INSTRUCTIONS FOR THE TASK =
Write the next part of the piece on Christmas shopping crowds and holiday music, picking up right after its last sentence.

PASSAGE =
[start]

But still, it all goes the same. People will stand outside Wal-Mart, waiting for it to open, as if they were waiting in line for their audition on So You Think You Can Dance Canada. And, what really annoys me, the music. Did you know that "Rudolph The Red-Nosed Reindeer" was created as part of a Christmas promotion in a Chicago-based department store in 1939? 70 years later and it hasn't left the department store, IGA, Wal-Mart, Sears, and whatever commercial enterprise. It's seasonal. I've heard it every year all my life. Yes, I admit that I probably have listened to the same Madness songs enough times to triple that, but still, I guess I just like Madness more than Christmas-themed music. Every time I go to Independent, a Christmas ballad, or carrol, or classic, in every genre and format, will be playing.

Christmas is a big thing. It's probably the biggest holiday of the year, what with decorations and gifts (mostly the gifts) and music, etc., etc. It's universal. Unlike Halloween, where it's fun for the children, people of all ages can enjoy it. Everyone can get in the fun. Everyone can receive gifts. Everyone can go and stand for eight hours at a store entrance, then carelessly overtake the nervous young attendant that was assigned the scary prospect of opening the doors for the day. I wonder if they'll notice the soft floor? Or how much of it is soft? "Hey, there was this 'snap...' oh, look, a Hotwheels car set for $2.99! On sale!"

[end]

RECORD LIST =

[start]

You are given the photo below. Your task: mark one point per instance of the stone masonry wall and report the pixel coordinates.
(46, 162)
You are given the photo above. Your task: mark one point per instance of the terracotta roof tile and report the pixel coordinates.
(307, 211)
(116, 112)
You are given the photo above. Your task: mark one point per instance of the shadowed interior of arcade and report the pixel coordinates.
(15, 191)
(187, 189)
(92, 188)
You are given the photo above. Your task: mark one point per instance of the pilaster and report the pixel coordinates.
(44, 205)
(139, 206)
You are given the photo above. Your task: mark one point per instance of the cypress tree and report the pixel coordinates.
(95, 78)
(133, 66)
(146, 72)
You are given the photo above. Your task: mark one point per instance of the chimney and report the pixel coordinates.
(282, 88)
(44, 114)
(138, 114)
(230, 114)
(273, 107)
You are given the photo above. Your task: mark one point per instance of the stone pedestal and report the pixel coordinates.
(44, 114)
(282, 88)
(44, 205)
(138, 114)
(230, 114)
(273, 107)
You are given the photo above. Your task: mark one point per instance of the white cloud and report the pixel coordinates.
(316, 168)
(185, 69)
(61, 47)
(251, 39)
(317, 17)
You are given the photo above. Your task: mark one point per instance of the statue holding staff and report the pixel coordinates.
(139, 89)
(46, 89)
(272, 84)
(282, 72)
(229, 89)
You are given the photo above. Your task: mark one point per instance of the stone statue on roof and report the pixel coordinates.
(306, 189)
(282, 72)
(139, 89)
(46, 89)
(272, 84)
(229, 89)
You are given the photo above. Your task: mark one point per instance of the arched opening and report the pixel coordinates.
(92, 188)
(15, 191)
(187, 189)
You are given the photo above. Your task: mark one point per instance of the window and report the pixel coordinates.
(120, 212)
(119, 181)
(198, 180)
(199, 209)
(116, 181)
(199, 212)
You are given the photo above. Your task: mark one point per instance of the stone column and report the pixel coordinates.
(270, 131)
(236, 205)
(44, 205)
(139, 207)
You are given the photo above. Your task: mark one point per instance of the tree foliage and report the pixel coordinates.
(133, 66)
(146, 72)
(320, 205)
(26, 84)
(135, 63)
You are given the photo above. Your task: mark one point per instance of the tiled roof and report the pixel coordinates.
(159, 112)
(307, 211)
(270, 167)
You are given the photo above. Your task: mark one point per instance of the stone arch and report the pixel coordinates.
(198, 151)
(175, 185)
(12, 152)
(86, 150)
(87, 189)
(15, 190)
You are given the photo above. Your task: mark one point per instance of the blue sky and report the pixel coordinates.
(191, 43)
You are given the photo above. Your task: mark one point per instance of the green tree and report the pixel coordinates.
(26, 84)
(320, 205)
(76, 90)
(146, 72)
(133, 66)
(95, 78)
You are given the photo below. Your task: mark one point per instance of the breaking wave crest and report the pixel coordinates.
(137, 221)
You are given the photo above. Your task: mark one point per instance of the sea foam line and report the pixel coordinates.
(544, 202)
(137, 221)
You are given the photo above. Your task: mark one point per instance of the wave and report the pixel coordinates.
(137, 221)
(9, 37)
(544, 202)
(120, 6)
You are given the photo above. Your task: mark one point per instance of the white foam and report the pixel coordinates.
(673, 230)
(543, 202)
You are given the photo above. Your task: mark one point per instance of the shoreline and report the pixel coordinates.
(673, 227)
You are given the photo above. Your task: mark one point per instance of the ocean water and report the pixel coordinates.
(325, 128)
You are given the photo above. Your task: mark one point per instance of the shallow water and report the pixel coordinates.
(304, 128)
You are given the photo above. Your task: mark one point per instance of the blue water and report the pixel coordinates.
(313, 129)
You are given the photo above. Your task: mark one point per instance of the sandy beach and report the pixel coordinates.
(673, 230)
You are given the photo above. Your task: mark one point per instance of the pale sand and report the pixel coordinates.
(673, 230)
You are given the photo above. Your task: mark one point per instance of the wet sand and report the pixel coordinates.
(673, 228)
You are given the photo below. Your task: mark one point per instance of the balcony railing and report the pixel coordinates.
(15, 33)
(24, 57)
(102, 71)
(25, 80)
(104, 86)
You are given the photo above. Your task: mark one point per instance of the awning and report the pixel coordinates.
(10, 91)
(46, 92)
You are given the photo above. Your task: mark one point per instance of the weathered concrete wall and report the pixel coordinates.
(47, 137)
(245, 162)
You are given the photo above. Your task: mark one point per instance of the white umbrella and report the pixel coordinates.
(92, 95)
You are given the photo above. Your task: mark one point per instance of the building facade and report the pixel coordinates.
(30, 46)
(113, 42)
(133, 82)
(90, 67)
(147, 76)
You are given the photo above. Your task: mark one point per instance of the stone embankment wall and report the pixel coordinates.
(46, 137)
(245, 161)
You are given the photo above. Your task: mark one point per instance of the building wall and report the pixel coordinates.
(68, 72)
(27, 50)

[end]

ANSWER TO THE TASK =
As for me, well, sure, I'll be celebrating. Somewhere around December 13 I'll get around to setting up the Christmas tree while my mother watches So You Think You Can Dance Canada back-to-backs. Maybe we'll go shopping around then too, just not very much.
Then, Boxing Day will come. Then, we're going out. We're going to get the best stuff at ridiculously low prices. Then I'll get the gifts I hope for (mostly a wide-angle camera lens and/or a small, inexpensive, camcorder, my third this decade). Boxing Day was the day I got my DSLR camera last year. Great price. I don't know why most people don't buy their gifts then.

Oh, yeah. Right. The local merchants have the business of making everyone aware that Christmas is right upon us and that we'd better get into full-spending mode. As soon as possible.

Advertise, advertise, advertise.

*Note: I got the original information of "Rudolph the Red-Nosed Reindeer" from The Best Book of Useless Information Ever. Awesome book!

-Justin C.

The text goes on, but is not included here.